§ Data entries
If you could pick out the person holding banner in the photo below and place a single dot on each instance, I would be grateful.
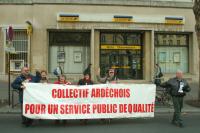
(177, 88)
(18, 84)
(44, 78)
(62, 80)
(109, 78)
(157, 75)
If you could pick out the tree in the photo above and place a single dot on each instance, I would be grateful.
(196, 9)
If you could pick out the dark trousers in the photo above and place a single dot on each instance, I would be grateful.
(25, 120)
(178, 105)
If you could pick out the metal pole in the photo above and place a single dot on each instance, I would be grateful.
(9, 78)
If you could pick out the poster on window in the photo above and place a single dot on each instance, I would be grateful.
(61, 56)
(176, 57)
(77, 56)
(162, 56)
(16, 65)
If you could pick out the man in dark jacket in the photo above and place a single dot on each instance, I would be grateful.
(177, 88)
(86, 81)
(25, 76)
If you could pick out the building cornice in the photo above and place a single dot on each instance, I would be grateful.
(144, 3)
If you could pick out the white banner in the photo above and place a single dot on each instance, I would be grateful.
(54, 101)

§ To do
Switch every "photo" in the rows above to "image" and write the rows out again with nothing else changed. Leave the pictures out of your answer.

§ Exercise output
If you could pick out the person holding banner in the image below and place a single dot on each instance, I would be grateful.
(177, 88)
(18, 84)
(44, 78)
(62, 80)
(109, 78)
(157, 75)
If you could pick out the tree in the image above and place a single dot on each instance, I would be grateful.
(196, 9)
If you could pick out the dark trousers in the image above and place a single dot on each instance, I would be grateful.
(25, 120)
(178, 105)
If you could pick out the metal pole in the image above and place a single dot on each instance, I would be grateful.
(9, 78)
If you could pick out the poster on window in the image above and place a single dot on each instance, I would be grateful.
(61, 56)
(176, 57)
(77, 56)
(162, 56)
(16, 65)
If you could pick out the man in dark jacket in the image above and place a single dot on each instance, I would be grateful.
(177, 88)
(86, 81)
(25, 76)
If you could pick out the building cornice in the image above and place a single dot on each instance, I would be grateful.
(144, 3)
If you could pick out the white banner in the image above and place a single dot on each instance, I would be grateful.
(54, 101)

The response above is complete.